» TASK DETAILS: Your reply should be the full listing, copied exactly.

### EXERCISE DATA

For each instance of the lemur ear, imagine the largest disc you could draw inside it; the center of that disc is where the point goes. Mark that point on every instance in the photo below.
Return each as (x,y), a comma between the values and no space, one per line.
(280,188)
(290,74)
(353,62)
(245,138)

######

» TASK SOLUTION:
For each instance of the lemur ear, imagine the largest disc you could draw inside it; the center of that disc is where the point goes. Mark that point on every instance in the photo below.
Return each as (x,y), a comma between the values and no space, one per line.
(280,188)
(290,74)
(353,62)
(245,138)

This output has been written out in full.